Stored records
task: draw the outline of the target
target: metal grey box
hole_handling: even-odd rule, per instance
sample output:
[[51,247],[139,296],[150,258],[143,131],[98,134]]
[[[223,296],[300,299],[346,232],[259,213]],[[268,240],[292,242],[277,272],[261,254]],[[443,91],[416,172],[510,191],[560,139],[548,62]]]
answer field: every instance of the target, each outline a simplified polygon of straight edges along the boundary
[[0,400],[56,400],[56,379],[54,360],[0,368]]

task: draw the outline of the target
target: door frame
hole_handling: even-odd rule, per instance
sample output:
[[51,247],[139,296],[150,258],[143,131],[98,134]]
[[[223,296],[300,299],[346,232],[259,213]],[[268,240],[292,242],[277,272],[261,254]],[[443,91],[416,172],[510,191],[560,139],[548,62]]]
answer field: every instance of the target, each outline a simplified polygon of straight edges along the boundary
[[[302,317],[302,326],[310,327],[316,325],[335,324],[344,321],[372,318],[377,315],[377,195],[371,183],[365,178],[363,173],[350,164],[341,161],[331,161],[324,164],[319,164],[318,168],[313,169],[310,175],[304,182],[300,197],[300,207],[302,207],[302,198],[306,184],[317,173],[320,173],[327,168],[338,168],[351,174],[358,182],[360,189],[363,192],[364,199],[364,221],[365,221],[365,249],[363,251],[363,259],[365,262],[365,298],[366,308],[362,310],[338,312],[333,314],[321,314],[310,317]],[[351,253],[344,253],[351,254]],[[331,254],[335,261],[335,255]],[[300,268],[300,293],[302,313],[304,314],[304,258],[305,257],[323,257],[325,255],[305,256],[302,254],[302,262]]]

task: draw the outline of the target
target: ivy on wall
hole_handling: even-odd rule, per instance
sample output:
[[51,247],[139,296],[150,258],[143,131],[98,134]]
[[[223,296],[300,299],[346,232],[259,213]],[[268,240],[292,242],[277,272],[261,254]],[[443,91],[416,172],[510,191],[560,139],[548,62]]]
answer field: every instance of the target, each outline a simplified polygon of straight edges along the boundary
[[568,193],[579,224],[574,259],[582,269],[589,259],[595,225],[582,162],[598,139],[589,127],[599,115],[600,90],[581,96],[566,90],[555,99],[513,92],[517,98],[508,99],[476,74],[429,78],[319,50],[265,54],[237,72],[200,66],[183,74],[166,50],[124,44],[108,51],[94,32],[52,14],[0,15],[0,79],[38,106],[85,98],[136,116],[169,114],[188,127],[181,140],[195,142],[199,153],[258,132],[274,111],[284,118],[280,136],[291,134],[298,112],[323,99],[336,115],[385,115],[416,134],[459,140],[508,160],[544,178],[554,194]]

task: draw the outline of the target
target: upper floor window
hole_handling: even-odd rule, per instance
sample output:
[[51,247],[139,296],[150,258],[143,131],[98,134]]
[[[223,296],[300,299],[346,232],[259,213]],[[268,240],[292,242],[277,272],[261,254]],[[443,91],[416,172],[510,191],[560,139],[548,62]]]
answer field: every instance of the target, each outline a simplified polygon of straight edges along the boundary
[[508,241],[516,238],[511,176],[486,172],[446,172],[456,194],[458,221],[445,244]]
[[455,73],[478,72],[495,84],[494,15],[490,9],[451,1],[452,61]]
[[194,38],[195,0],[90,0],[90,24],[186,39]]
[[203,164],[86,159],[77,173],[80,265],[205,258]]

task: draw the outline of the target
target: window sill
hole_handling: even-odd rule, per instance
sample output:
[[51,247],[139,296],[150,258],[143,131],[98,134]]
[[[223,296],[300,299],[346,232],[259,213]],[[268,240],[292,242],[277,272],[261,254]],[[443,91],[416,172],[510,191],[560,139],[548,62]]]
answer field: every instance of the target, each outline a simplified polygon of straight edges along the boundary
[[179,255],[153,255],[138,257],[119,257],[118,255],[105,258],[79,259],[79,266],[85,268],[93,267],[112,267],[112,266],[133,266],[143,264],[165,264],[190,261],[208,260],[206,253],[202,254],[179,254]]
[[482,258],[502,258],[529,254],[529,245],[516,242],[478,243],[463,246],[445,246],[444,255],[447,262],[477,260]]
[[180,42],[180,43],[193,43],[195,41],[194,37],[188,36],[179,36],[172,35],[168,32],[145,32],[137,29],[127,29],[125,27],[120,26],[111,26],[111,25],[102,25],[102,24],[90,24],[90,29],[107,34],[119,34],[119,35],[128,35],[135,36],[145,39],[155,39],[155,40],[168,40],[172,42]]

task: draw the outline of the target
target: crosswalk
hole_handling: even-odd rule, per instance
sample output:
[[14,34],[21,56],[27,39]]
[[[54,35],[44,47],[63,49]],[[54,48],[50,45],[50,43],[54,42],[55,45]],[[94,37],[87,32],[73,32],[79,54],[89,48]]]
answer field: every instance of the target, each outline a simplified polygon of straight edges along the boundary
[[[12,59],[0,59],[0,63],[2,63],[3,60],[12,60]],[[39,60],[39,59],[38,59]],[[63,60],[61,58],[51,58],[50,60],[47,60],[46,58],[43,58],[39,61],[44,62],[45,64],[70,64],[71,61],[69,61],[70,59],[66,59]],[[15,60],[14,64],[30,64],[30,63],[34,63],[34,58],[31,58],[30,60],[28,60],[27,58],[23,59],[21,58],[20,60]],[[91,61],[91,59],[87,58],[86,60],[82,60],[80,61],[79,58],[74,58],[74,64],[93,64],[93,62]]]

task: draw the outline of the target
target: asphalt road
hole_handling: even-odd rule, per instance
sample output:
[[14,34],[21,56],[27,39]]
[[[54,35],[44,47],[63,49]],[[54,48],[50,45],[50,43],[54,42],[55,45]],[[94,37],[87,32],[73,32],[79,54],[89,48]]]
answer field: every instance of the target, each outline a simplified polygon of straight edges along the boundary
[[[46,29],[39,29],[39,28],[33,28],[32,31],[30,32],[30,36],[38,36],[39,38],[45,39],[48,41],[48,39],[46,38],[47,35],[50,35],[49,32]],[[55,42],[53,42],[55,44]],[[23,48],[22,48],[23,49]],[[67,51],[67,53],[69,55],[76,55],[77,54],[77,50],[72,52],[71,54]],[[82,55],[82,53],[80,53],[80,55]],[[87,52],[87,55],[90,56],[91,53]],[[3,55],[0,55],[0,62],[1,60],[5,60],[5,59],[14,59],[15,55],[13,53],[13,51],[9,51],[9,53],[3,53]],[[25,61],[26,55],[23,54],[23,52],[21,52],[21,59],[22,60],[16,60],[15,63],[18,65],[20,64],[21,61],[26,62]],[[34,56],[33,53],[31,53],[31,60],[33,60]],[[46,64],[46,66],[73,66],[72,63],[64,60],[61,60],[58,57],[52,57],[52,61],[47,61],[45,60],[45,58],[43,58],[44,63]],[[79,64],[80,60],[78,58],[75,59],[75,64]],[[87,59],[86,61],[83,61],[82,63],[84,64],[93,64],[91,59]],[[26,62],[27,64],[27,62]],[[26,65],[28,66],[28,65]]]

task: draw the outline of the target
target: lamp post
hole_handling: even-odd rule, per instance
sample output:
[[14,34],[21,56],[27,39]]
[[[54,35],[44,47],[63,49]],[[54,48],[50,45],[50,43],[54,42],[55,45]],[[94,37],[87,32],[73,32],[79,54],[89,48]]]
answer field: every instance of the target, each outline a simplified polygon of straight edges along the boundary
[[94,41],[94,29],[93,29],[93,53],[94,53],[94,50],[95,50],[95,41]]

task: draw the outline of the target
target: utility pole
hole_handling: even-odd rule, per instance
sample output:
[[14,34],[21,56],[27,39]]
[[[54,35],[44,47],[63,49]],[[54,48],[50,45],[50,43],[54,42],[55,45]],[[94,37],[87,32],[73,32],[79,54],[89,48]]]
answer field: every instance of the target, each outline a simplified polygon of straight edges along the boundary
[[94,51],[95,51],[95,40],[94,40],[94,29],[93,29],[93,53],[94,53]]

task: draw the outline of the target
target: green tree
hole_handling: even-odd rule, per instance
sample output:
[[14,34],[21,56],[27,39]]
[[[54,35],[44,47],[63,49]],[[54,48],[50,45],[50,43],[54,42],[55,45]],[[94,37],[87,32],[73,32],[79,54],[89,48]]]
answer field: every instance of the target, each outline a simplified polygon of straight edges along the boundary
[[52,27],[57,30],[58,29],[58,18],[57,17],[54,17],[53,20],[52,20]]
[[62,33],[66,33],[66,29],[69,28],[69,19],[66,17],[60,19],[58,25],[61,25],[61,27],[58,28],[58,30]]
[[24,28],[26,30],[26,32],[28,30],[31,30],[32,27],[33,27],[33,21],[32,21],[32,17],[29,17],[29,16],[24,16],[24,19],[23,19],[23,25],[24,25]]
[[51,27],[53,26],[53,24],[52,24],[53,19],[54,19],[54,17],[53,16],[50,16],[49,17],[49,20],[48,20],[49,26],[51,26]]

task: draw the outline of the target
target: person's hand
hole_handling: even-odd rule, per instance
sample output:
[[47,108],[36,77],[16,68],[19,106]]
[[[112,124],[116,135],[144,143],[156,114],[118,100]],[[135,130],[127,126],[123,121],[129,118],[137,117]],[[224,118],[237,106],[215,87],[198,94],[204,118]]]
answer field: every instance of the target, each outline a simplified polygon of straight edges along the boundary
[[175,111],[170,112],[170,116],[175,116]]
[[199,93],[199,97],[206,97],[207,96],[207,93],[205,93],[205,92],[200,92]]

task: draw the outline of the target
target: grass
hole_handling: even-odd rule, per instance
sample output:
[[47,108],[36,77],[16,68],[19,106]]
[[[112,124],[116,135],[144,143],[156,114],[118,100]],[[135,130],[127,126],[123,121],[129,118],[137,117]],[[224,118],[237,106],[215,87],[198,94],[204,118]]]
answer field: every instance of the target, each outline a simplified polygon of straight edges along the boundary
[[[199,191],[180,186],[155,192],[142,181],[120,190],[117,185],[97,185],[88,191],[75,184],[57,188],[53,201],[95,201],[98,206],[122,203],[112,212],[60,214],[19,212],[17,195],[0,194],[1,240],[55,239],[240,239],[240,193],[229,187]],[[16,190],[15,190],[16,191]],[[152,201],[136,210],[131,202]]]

* Task to carry out: The lines that mention the word "window" should be pulled from the records above.

* Answer space:
target: upper floor window
target: window sill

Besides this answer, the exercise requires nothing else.